▸ STATED GOAL
Copy the items starting with the line containing "of the hotel" and going on through the line containing "column 210, row 650", replacing "black bollard" with "metal bollard" and leaving everything else unchanged.

▸ DATASET CONTENT
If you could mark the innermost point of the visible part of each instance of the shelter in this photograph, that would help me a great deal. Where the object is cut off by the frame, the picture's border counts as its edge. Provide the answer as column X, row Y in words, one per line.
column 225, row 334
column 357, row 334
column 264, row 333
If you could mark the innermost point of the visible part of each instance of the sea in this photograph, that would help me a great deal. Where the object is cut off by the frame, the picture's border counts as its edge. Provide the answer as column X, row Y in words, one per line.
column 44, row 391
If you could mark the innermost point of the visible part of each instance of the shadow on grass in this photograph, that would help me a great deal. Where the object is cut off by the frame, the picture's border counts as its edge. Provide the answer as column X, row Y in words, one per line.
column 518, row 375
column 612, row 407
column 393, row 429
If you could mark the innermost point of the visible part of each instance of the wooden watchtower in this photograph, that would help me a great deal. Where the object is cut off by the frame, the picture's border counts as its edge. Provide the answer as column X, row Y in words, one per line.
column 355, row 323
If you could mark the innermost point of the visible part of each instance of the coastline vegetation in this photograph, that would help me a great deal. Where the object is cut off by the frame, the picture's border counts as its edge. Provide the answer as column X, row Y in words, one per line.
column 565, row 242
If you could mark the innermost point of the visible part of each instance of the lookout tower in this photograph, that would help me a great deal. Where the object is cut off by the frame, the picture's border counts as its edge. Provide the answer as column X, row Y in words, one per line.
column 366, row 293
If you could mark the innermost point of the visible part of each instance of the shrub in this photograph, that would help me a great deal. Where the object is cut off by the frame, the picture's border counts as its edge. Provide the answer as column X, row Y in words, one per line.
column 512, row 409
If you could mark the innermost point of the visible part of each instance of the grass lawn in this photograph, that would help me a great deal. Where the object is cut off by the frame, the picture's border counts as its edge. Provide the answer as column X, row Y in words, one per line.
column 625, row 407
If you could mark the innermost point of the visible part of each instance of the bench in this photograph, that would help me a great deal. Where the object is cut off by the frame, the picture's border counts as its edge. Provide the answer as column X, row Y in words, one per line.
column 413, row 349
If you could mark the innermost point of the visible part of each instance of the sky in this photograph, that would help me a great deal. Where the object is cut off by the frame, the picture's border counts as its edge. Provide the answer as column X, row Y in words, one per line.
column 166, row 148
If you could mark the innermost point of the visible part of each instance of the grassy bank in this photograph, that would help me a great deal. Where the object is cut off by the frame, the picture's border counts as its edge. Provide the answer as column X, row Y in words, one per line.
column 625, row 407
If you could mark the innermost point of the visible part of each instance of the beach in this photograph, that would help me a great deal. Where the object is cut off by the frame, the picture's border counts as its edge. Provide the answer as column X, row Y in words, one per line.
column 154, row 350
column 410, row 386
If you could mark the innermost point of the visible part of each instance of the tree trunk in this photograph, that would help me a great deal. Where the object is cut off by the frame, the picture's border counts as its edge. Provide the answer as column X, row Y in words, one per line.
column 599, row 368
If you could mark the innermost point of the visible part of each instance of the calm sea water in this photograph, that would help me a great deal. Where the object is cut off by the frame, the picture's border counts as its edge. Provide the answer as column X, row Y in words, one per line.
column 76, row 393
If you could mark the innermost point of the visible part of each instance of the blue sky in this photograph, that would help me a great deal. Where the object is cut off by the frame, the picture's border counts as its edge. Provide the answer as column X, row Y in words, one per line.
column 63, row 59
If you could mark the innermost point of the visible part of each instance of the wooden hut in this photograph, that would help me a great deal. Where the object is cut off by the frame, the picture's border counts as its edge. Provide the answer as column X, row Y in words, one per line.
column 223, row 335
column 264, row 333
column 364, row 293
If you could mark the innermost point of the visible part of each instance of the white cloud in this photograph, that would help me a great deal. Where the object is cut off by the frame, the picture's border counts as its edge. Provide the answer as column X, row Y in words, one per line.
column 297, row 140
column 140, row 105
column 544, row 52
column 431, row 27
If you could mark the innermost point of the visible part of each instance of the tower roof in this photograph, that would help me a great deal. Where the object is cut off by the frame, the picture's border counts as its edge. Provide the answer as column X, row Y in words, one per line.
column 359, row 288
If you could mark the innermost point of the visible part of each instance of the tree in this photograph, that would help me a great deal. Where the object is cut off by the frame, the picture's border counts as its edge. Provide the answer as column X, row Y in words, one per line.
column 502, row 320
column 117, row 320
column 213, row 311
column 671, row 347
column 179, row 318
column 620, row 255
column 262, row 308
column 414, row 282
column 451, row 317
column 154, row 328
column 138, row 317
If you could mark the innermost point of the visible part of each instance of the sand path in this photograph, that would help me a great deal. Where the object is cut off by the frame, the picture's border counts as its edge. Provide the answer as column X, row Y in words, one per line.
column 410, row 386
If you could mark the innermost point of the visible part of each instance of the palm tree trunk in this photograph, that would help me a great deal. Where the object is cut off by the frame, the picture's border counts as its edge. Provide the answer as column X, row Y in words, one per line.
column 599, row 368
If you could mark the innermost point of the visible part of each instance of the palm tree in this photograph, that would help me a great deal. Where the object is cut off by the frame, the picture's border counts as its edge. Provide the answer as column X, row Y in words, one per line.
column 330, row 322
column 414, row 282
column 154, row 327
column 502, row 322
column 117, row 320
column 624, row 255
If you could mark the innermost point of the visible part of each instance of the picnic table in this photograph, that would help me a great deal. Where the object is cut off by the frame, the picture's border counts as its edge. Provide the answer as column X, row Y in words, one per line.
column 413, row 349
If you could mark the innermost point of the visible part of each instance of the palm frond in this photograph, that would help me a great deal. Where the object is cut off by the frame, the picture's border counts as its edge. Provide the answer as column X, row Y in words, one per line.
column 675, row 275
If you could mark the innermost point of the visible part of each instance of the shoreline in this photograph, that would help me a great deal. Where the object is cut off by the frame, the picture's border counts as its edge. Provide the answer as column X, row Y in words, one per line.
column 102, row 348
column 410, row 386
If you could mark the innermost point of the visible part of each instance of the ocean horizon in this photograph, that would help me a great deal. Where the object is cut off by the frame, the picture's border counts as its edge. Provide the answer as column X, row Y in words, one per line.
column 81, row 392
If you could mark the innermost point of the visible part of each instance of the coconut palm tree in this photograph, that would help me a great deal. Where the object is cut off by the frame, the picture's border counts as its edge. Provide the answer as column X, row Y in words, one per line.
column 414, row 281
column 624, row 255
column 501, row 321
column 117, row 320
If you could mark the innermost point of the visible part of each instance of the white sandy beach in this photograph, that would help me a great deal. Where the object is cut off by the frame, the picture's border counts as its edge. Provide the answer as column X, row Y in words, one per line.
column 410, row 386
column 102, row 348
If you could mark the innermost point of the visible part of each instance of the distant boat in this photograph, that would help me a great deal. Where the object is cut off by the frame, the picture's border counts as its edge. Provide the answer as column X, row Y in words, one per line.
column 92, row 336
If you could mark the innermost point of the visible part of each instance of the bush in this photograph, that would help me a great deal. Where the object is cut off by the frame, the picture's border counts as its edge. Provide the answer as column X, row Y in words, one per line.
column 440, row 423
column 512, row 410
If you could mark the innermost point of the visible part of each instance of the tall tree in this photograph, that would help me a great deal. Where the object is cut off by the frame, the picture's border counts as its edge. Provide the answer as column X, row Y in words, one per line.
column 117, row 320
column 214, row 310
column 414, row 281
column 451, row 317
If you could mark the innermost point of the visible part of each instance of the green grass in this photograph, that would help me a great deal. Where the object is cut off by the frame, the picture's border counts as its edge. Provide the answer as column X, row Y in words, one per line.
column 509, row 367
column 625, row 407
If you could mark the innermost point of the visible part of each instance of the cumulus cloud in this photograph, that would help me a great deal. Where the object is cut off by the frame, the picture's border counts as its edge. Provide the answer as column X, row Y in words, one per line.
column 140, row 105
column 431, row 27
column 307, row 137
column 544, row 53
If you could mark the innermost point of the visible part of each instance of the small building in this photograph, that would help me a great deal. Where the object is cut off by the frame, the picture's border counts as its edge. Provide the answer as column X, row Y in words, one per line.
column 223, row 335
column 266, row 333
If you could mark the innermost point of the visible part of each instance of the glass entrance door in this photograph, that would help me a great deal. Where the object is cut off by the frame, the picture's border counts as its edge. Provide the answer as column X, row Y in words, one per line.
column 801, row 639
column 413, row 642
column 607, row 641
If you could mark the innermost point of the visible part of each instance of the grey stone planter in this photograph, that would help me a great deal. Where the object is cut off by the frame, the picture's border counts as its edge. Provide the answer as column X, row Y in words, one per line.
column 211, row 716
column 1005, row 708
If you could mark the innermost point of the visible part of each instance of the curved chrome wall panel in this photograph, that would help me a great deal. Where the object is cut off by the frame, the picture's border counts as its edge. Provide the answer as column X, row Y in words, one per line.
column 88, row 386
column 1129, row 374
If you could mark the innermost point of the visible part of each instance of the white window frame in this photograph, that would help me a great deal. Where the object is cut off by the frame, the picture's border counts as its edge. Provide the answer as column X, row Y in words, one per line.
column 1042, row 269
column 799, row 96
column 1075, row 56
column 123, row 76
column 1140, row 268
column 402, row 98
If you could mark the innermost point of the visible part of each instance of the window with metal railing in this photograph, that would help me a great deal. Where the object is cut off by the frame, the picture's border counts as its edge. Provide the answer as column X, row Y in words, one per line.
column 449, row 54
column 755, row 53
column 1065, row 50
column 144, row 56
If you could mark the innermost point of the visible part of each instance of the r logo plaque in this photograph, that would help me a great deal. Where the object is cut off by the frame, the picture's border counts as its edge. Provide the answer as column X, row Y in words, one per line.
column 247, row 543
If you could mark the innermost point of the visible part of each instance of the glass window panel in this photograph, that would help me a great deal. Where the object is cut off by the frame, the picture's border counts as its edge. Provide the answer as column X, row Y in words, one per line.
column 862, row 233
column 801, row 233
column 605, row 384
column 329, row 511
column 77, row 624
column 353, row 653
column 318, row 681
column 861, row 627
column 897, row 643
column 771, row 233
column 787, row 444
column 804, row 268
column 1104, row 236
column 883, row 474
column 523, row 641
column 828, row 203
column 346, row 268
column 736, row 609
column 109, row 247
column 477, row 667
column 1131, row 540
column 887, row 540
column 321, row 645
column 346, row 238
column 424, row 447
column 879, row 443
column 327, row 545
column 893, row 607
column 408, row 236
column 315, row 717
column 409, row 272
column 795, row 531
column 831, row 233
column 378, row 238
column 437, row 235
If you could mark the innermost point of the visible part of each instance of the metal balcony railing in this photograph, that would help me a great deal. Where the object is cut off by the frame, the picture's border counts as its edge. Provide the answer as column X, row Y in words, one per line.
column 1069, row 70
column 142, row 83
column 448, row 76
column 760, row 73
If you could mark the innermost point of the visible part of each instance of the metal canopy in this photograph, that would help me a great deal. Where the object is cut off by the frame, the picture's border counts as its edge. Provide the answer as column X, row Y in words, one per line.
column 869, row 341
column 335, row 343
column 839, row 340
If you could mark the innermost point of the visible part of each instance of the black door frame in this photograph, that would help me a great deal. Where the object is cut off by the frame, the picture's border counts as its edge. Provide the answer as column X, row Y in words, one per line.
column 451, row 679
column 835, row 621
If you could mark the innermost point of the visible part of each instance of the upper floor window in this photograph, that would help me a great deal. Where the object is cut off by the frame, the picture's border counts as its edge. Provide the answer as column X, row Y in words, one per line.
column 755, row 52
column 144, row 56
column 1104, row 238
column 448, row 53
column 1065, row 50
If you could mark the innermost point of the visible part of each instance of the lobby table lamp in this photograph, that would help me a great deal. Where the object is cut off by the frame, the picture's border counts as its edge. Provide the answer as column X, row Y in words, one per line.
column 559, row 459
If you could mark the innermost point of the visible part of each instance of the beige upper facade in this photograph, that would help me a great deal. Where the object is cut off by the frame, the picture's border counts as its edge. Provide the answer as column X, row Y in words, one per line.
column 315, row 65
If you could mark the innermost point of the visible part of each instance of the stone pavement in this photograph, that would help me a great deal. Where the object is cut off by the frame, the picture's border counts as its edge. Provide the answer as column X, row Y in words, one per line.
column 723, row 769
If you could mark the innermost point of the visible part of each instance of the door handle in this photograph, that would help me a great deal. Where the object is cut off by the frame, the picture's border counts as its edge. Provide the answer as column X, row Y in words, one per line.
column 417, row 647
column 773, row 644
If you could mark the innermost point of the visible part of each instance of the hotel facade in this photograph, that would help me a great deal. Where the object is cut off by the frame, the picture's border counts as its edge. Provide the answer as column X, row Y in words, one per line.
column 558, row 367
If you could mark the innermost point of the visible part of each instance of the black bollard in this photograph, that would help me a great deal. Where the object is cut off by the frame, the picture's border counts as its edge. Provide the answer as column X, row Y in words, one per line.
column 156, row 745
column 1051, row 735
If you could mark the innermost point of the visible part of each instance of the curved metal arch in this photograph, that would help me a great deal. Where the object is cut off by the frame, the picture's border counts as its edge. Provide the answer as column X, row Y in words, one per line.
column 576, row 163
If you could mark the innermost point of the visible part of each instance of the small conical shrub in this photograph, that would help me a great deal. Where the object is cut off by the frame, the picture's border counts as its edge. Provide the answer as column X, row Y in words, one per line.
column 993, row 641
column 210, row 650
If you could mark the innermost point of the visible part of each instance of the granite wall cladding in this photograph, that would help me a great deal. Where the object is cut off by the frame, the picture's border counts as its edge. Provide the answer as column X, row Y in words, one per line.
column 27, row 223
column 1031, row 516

▸ FINAL ANSWER
If you could mark the innermost point of the visible part of each instance of the hotel facade in this photograph, that would help me a great deal. Where the object is cut off by the frame, the picture's border counts as its edge. Provide the answer as column X, row Y in words, one per line.
column 558, row 367
If you could mark the innermost point of the visible part of each instance of the metal bollard in this photograph, that would help me a great deal. Where the object is cut off by the frame, the picture's border counts as its edge. Provide the answer as column X, row Y in words, one per line.
column 156, row 745
column 1051, row 735
If you could mark the innermost point of the visible part of each instance of the curved metal arch in this photograph, that would help me a great deal. Where the object is cut off by the frame, the picture's border counts as its edge. Provide the answer as column X, row Y in words, one per line.
column 576, row 163
If you could mark the innermost point of the visible part of each instance of the small conical shrub in this photograph, that would help me a great deal. Where the object is cut off by the frame, the picture's border counts as its edge. Provide the answer as column X, row Y in words, one per line.
column 993, row 641
column 210, row 650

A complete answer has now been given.